> [THE EXERCISE]:
In the stretch of the material from the line containing "Mark the blue" through the line containing "xmin=0 ymin=0 xmax=400 ymax=149", replace "palm frond" with "palm leaf" and give those lines again with nothing else changed. Leave the pictures out.

> [INFORMATION SHOWN]:
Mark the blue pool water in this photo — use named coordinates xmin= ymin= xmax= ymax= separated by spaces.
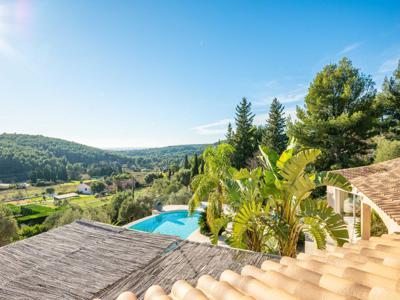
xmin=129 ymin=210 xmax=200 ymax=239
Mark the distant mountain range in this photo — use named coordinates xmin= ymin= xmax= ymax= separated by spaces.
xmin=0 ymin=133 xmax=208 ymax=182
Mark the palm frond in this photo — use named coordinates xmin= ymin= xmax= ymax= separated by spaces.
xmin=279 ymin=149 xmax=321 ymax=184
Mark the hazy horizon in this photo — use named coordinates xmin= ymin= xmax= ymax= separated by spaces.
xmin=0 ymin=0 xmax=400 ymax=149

* * *

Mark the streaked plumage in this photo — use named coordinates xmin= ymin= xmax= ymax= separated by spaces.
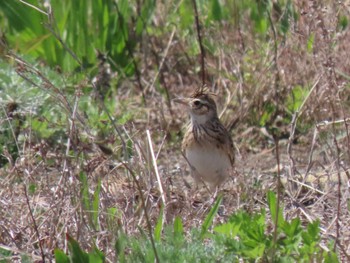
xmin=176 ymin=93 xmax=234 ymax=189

--

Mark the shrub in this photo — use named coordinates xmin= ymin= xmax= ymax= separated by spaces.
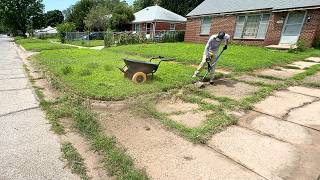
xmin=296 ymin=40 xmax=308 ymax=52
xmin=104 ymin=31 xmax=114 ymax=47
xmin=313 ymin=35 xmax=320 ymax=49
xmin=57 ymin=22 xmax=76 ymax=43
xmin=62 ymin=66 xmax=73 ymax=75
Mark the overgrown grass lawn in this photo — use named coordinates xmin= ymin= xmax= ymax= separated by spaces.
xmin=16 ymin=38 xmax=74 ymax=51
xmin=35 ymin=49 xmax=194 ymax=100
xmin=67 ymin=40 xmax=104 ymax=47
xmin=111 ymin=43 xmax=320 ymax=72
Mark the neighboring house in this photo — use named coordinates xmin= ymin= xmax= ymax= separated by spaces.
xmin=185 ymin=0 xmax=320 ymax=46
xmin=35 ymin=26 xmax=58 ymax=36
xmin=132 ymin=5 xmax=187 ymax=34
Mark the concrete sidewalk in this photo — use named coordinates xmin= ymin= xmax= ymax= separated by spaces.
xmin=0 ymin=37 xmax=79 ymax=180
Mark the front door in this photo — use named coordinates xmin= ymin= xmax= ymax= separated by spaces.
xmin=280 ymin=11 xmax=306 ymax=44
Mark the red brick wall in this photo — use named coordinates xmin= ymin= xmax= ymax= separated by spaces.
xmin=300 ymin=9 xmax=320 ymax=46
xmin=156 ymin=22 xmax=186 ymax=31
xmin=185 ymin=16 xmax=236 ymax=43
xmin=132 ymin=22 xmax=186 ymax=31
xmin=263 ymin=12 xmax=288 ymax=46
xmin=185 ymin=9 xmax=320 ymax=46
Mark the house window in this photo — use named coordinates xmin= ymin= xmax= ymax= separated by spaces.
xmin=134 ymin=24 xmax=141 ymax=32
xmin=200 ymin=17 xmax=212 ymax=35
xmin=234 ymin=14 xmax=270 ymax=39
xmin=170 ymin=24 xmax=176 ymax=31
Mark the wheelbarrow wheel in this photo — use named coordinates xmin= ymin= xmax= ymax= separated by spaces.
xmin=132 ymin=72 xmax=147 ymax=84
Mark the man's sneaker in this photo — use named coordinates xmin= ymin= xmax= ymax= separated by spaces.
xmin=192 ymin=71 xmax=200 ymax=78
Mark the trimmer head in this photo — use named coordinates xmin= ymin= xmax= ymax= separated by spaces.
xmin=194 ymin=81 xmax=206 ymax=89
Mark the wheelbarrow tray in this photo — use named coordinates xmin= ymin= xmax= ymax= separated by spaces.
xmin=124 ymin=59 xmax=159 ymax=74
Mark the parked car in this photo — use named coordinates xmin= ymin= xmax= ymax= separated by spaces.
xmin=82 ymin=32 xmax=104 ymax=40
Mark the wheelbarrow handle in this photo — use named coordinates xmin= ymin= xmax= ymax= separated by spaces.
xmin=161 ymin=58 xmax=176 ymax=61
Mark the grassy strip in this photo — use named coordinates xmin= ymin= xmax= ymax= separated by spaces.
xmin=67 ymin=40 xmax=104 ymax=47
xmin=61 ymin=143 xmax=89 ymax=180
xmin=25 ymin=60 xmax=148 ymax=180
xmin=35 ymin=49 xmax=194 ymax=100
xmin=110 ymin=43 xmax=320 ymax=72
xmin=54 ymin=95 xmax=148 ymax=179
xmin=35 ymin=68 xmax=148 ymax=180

> [REPLY TO THE EXERCISE]:
Mark the blue pool water in this photo — use named coordinates xmin= ymin= xmax= ymax= separated by spaces.
xmin=129 ymin=210 xmax=200 ymax=239
Mark the distant mountain range in this photo — use named coordinates xmin= ymin= xmax= ymax= separated by spaces.
xmin=0 ymin=133 xmax=208 ymax=182
Mark the palm leaf in this photo — use named coordinates xmin= ymin= xmax= ymax= separated by spaces.
xmin=279 ymin=149 xmax=321 ymax=184
Mark the hazy horizon in this photo — use named coordinates xmin= ymin= xmax= ymax= separated by spaces.
xmin=0 ymin=0 xmax=400 ymax=149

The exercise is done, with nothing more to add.